Task
In the records below, change each "call convention" to "calling convention" and write the records out again with everything else left as it is.
* Start Data provided *
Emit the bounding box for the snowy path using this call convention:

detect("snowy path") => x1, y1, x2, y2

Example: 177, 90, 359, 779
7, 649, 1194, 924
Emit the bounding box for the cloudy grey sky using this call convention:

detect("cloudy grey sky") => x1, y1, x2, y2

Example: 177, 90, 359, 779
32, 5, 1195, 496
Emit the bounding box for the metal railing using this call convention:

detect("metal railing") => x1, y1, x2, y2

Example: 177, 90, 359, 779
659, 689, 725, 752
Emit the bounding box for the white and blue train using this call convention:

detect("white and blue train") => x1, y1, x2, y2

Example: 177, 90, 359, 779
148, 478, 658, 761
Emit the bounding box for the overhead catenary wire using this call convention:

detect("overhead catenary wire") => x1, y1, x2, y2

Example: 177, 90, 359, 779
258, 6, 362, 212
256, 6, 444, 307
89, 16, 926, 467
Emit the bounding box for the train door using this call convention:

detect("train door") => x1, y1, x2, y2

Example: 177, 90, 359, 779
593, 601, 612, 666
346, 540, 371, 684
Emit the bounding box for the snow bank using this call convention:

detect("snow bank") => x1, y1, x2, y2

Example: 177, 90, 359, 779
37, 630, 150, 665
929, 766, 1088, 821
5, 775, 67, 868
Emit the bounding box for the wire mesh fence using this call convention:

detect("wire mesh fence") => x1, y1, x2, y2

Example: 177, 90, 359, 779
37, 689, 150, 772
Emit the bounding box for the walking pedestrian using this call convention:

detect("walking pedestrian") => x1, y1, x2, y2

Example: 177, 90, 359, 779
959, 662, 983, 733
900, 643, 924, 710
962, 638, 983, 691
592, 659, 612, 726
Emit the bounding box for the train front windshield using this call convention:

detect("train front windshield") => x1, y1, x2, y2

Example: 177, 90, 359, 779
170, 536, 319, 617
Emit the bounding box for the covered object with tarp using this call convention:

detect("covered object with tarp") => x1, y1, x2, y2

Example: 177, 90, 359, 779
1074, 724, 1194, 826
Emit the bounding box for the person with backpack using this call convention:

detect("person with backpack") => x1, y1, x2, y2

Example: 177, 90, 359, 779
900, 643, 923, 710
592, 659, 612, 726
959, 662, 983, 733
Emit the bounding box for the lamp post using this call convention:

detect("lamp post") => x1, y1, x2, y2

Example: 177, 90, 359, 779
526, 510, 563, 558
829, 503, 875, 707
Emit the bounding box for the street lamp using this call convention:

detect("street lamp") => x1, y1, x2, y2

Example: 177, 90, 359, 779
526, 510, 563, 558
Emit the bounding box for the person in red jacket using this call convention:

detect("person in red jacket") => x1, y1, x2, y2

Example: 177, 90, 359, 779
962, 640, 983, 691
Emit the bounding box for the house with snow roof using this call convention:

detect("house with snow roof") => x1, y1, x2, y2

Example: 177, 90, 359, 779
* End Data provided *
Answer to the task
Emit the bounding box for the snowy path using this calling convention:

detect("snowy path") => x1, y1, x2, y2

Example: 177, 90, 359, 779
7, 649, 1194, 924
Emit the bounding box for the cloudy grey sky using this calling convention:

detect("cloudy grey sky") => x1, y1, x2, y2

Example: 177, 90, 359, 779
32, 5, 1195, 496
Emit the bounding box for the metal railing using this calling convention:

detect("metal railing") => x1, y1, x2, y2

Example: 177, 90, 359, 779
659, 689, 725, 752
Emit the bounding box for the white and blue train using this calling convention:

detect("white and blue train") => x1, y1, x2, y2

Example: 177, 90, 359, 779
148, 478, 658, 761
Emit the bounding box for the overhead catenary wire using this calling convention:

detect("overhead catenary wire") => x1, y1, x2, y2

Example: 177, 90, 359, 779
258, 6, 362, 212
256, 6, 444, 307
89, 16, 926, 467
Emit the bounding box for the train door using this calling convention:

detect("train door") => x1, y1, x2, y2

Example: 177, 90, 359, 779
593, 601, 612, 666
346, 540, 371, 684
Emit the bounding box for the snow bank using this calling convention:

detect("snow bank") => x1, y1, x2, y2

Example: 177, 90, 359, 779
37, 630, 150, 665
929, 766, 1088, 821
5, 775, 67, 868
Emit the bounding box for the wire mesh fence using this calling convention:

detect("wire mesh fence") => x1, y1, x2, y2

Example: 177, 90, 359, 779
37, 689, 150, 772
Emit the bounding box for the walking pedestrian using this calling convention:

detect("walking pedestrian") => x1, y1, x2, y2

Example: 177, 90, 359, 779
959, 662, 983, 733
900, 643, 924, 710
962, 638, 983, 691
592, 659, 612, 726
Emit the bounding box for the train front windshield using this calling convention:

detect("train front windshield") => x1, y1, x2, y2

Example: 177, 90, 359, 779
170, 536, 319, 617
Emit the bounding box for the covered object with tarp using this calling convention:

detect("covered object with tarp") => x1, y1, x2, y2

Example: 177, 90, 359, 779
1074, 724, 1194, 826
Emit the bounding box for the person with backpack using this calling convention:

detect("person with backpack") => x1, y1, x2, y2

Example: 177, 90, 359, 779
900, 643, 923, 710
592, 659, 612, 726
959, 662, 983, 733
Emit the bounding box for the lamp post using this calling convention:

detect("lamp post") => x1, y1, x2, y2

Example: 177, 90, 359, 779
526, 510, 563, 558
829, 503, 875, 707
Emit the bounding box for the street lamp using this calling convention:

detect("street lamp") => x1, y1, x2, y2

Example: 177, 90, 359, 779
526, 510, 563, 558
Emit the bounding box for the person in red jacket using this calling convention:

detect("person in red jacket") => x1, y1, x2, y2

Example: 177, 90, 359, 779
962, 640, 983, 691
Emit the bounding box for the house with snow roof using this calling convention:

detect("house with snow roof") => x1, y1, x2, y2

Example: 177, 90, 359, 779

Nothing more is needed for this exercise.